Reproduce every item below word for word, leaving out the pictures.

Records from a data collection
## BEGIN

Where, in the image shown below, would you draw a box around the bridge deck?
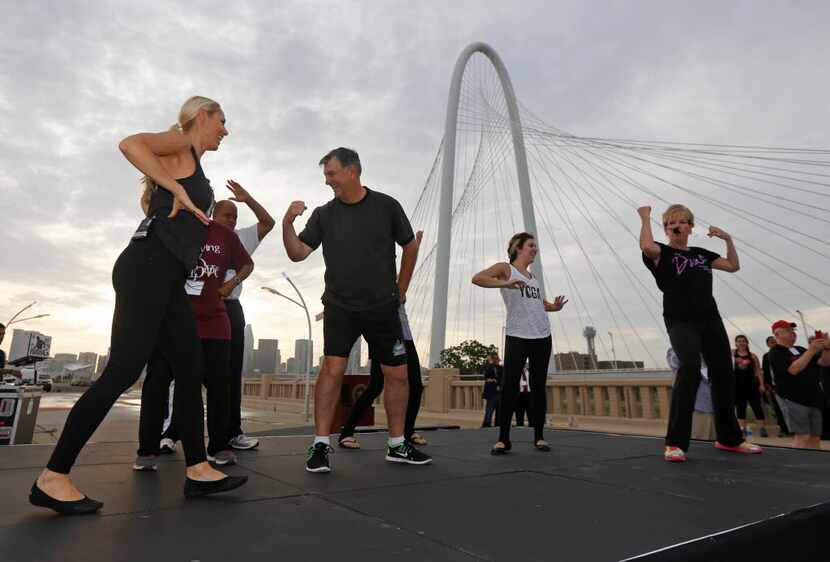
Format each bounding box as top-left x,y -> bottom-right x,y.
0,429 -> 830,562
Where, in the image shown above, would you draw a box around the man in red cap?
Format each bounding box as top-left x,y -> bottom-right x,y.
769,320 -> 830,449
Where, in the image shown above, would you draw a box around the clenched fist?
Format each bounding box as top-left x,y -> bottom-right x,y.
282,201 -> 308,222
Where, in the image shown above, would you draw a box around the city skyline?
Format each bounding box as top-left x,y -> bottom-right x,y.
0,1 -> 830,368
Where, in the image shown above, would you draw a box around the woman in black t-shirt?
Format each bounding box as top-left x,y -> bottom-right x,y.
637,205 -> 761,462
732,334 -> 769,437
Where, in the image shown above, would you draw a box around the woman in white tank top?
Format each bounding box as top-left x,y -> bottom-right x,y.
473,232 -> 568,455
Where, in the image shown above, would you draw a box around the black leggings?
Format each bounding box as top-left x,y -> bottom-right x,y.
499,336 -> 553,444
138,340 -> 230,456
666,316 -> 743,451
735,373 -> 764,421
47,234 -> 205,474
225,299 -> 244,438
340,340 -> 424,440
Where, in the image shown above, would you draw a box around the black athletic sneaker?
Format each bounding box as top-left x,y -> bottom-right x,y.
305,443 -> 332,472
386,441 -> 432,464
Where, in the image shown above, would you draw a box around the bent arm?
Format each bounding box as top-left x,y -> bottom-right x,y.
245,197 -> 277,242
118,131 -> 190,196
472,263 -> 510,289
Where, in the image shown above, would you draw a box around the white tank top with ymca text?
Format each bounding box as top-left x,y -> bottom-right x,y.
499,265 -> 550,339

## END

• Task result:
Where, in the image shown below, would you draw a box around the bridge deck?
Format each bounding box as top-left x,y -> bottom-right x,y.
0,429 -> 830,562
Where, in the image shown above, would you draw a box around the man in red cap?
Format each bounding box as top-left x,y -> bottom-right x,y.
769,320 -> 830,449
Where, in the image shown above, would you draw a box around the clenched fist?
Format each bounding box as top-left x,y -> bottom-right x,y.
282,201 -> 308,222
Where, in the image shown above, would you draw a box around the city skyline?
Format each bounding box as top-left x,y -> bottom-right x,y.
0,1 -> 830,368
Where, in the image shown above, would you draw a box around the woman in black t-shirt?
Format each bounding box as top-left x,y -> bottom-right x,y.
637,205 -> 761,462
732,334 -> 769,437
Where, in the image shown above, would you draw a box around the woman in white tank top?
Format each bounding box as top-left x,y -> bottom-right x,y.
473,232 -> 568,455
Where, in the image shown above, would you draw a box around the black leggings?
Format each bounding box as top-left x,y -> bottom-right x,y.
499,336 -> 553,444
138,340 -> 230,456
666,316 -> 743,451
735,373 -> 764,421
47,234 -> 205,474
225,299 -> 244,438
340,340 -> 424,440
Where, in the image shown above, would you draw a box around the black athletic sneaker?
Format each bounding box as top-left x,y -> bottom-right x,y.
305,443 -> 332,472
386,441 -> 432,464
Where, in the image shown above, would you draw a box around the bent arm?
Format each bounding box as top-left x,y -> bottom-right x,y.
245,197 -> 277,242
118,131 -> 190,196
472,263 -> 510,289
Where, in the image shown above, would you draw a box around the white tank top with ymca text?
Format each bounding box as top-left x,y -> bottom-right x,y.
499,265 -> 550,339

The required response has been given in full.